▶ _Exercise prompt_
Please swap every "operations lead" in the data below for "project manager" and leave everything else unchanged.

▶ _Source records_
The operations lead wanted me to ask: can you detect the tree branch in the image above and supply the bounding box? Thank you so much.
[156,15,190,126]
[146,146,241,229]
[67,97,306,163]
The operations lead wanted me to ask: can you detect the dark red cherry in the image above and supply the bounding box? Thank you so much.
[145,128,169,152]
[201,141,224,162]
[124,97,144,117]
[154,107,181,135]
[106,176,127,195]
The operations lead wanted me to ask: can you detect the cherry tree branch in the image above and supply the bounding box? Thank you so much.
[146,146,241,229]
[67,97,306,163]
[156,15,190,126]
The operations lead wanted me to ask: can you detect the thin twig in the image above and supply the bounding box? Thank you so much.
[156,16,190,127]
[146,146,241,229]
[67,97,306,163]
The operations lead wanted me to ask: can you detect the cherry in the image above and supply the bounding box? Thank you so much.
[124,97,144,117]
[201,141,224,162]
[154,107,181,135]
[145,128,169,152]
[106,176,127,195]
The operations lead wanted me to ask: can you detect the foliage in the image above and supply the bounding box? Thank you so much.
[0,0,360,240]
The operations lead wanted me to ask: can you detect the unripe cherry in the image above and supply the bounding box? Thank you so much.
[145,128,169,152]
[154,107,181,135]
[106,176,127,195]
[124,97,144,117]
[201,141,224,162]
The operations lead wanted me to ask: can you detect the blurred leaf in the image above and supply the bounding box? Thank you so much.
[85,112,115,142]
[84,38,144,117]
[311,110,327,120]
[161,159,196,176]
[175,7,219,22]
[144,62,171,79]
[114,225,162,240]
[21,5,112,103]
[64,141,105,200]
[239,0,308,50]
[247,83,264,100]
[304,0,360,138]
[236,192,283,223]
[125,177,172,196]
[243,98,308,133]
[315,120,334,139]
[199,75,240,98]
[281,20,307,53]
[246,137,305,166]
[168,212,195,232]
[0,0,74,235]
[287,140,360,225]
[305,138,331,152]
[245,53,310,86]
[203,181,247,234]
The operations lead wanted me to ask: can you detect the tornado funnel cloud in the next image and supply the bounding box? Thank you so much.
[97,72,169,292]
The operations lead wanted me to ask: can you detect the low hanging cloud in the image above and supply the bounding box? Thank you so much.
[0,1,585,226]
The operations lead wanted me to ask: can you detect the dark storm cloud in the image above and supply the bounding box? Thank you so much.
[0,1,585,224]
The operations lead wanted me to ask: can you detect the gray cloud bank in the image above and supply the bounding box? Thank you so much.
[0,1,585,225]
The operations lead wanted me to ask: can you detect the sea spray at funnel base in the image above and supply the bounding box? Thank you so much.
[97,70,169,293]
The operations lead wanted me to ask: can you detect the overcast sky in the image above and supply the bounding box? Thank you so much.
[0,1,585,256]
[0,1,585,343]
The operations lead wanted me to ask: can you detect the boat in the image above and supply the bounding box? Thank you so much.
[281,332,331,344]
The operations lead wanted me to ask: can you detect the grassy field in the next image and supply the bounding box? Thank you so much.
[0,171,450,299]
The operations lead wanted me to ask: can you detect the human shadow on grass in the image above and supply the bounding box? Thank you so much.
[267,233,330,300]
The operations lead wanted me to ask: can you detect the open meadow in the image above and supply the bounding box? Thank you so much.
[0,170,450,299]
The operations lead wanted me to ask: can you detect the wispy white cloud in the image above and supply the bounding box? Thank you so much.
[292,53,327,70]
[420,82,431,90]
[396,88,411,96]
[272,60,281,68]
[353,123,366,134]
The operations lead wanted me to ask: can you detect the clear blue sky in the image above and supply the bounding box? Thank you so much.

▶ _The response_
The project manager wanted me to ask: can you detect the tree branch in the image above and supply the bounding box? Thank you so much.
[156,15,190,126]
[146,146,241,229]
[67,97,306,163]
The project manager wanted me to ask: can you detect the dark red cherry in the image above and supply the bounding box? Thank you so much.
[145,128,169,152]
[201,141,224,162]
[124,97,144,117]
[154,107,181,135]
[106,176,127,195]
The project manager wanted me to ask: can you detect the cherry tree branch in the image above and supply the bounding box? Thank you so much.
[146,146,241,229]
[67,97,306,163]
[156,15,190,126]
The project manager wanted me to ask: can you detect the thin twig in the image above and supply the bounding box? Thank you so much.
[156,16,190,127]
[146,146,241,229]
[67,97,306,163]
The project manager wanted me to ask: can you detect the cherry in the image above and supply the bounding box? Thank you so much.
[124,97,144,117]
[201,141,224,162]
[154,107,181,135]
[145,128,169,152]
[106,176,127,195]
The project manager wanted me to ask: can you detect the foliage in the image above and supply the bounding box? Thank you so much.
[0,0,360,240]
The project manager wanted me to ask: can you detect the unripe cherry in the image above and supply the bounding box? Thank you so much.
[145,128,169,152]
[154,107,181,135]
[106,176,127,195]
[124,97,144,117]
[201,141,224,162]
The project manager wanted me to ask: can you detect the blurred leaf in the image above and supply the bounding box? Thank you so much.
[85,112,115,142]
[84,38,144,117]
[311,110,327,120]
[161,159,196,176]
[175,7,219,22]
[144,62,171,79]
[114,225,162,240]
[21,5,112,103]
[64,141,105,200]
[239,0,308,50]
[247,83,264,100]
[304,0,360,138]
[236,192,283,223]
[125,177,172,196]
[243,98,308,133]
[315,120,334,139]
[199,75,240,98]
[281,20,307,53]
[246,137,305,166]
[168,212,195,232]
[0,0,74,235]
[287,140,360,225]
[305,138,331,152]
[245,53,310,86]
[203,181,247,234]
The project manager wanted me to ask: can you detect the tornado funnel cloud in the next image and supply the bounding box? Thank you so much.
[97,72,169,292]
The project manager wanted me to ask: can you detect the low hanging cloud in the image above and supply the bounding box? Thank you so much.
[0,1,585,226]
The project manager wanted me to ask: can you detect the dark storm cloud in the image above and supply the bounding box? Thank you so much.
[0,1,585,224]
The project manager wanted me to ask: can you detect the gray cloud bank in the image above and supply the bounding box? Thank you so much.
[0,1,585,225]
The project manager wanted me to ask: can you detect the sea spray at funnel base in the image above and supply the bounding box? Thank you so much.
[97,70,169,293]
The project manager wanted me to ask: can you detect the overcast sky in the image above and supply the bounding box? Thank you so much.
[0,1,585,256]
[0,1,585,343]
The project manager wanted me to ask: can you detect the boat in the image above and supply the bounding box? Thank you so much.
[281,332,331,344]
The project manager wanted me to ask: can you detect the grassy field in the next image and supply the bounding box? Thank you so much.
[0,171,450,299]
The project manager wanted me to ask: can you detect the human shadow on grass in the image above and supply the bounding box? Thank you so much.
[267,233,330,300]
The project manager wanted me to ask: can you detect the open meadow in the image above and supply the bounding box? Thank you so much.
[0,170,450,299]
The project manager wanted me to ask: can you detect the wispy white cloud in the image above and supply the bounding box? Thank you so much.
[292,53,327,70]
[420,82,431,90]
[396,88,411,96]
[272,60,281,68]
[353,123,366,134]
The project manager wanted me to ask: can you detect the clear blue sky in the image above and supply the bounding box? Thank you so much.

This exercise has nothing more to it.